(Task goal): Could you render the listing below as a numbered list, from its first line up to and including the line containing "[157,159,279,307]", skipping any blank lines?

(Raw records):
[start]
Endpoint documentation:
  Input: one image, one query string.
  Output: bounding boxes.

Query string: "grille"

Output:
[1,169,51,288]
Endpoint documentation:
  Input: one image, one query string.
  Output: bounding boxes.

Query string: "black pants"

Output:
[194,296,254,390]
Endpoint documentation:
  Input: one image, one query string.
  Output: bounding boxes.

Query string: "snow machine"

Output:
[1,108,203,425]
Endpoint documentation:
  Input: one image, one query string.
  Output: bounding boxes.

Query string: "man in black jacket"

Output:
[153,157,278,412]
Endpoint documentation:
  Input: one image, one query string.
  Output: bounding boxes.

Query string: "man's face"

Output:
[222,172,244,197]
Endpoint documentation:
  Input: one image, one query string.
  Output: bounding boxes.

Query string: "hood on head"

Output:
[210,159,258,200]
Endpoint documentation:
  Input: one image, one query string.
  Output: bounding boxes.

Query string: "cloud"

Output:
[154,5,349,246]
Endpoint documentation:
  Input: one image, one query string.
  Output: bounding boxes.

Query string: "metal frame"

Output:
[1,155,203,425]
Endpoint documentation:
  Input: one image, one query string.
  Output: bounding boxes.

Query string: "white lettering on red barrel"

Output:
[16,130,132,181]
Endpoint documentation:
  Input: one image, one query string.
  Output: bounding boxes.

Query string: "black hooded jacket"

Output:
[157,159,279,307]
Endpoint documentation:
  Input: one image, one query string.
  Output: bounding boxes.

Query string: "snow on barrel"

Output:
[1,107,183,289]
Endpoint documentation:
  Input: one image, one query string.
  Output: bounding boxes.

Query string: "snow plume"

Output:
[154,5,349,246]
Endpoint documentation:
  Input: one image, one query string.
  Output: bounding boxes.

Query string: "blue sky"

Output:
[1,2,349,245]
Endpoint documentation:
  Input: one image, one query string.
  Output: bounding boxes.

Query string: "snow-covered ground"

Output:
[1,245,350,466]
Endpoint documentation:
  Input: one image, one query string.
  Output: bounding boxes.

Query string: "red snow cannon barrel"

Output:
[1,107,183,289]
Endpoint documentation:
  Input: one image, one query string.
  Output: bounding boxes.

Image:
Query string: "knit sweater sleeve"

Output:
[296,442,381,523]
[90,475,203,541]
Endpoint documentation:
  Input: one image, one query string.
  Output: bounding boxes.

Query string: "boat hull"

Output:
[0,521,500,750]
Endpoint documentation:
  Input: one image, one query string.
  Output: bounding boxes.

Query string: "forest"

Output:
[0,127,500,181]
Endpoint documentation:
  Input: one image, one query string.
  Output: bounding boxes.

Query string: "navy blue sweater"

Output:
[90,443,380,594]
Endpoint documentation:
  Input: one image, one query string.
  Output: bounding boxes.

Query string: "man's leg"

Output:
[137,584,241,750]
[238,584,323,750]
[end]
(Solution to this problem):
1. Endpoint documentation:
2.   Input: one image, one query string.
3.   Output: bounding boxes.
4. Query string: "grille"
5. Output:
6. [1,169,51,288]
7. Endpoint documentation:
8.   Input: one image, one query string.
9.   Output: bounding boxes.
10. Query string: "black pants"
11. Output:
12. [194,296,254,390]
13. Endpoint documentation:
14.   Input: one image, one query string.
15.   Output: bounding boxes.
16. Query string: "snow machine"
17. Output:
18. [1,108,203,425]
19. Endpoint documentation:
20.   Input: one image, one query string.
21.   Output: bounding boxes.
22. Query string: "man in black jacket"
23. Output:
24. [153,157,278,412]
25. Endpoint documentation:
26.   Input: one image, one query string.
27.   Output: bounding boxes.
28. Query string: "man's face"
29. Output:
30. [222,172,244,197]
31. Endpoint documentation:
32.   Input: one image, one query string.
33.   Output: bounding boxes.
34. Query string: "hood on head"
35. Output:
36. [210,159,258,200]
37. Endpoint documentation:
38.   Input: one image, one query string.
39.   Output: bounding boxes.
40. Query string: "cloud"
41. Output:
42. [154,5,349,246]
43. Endpoint documentation:
44.   Input: one image, one query string.
45.   Output: bounding boxes.
46. Query string: "metal frame"
47. Output:
48. [1,155,203,425]
49. Endpoint documentation:
50.   Input: one image, one query string.
51.   Output: bounding boxes.
52. Query string: "white lettering on red barrel"
53. Output:
54. [16,130,132,181]
55. Endpoint documentation:
56.   Input: one image, one query string.
57.   Output: bounding boxes.
58. Query string: "black hooded jacket"
59. Output:
60. [157,159,279,307]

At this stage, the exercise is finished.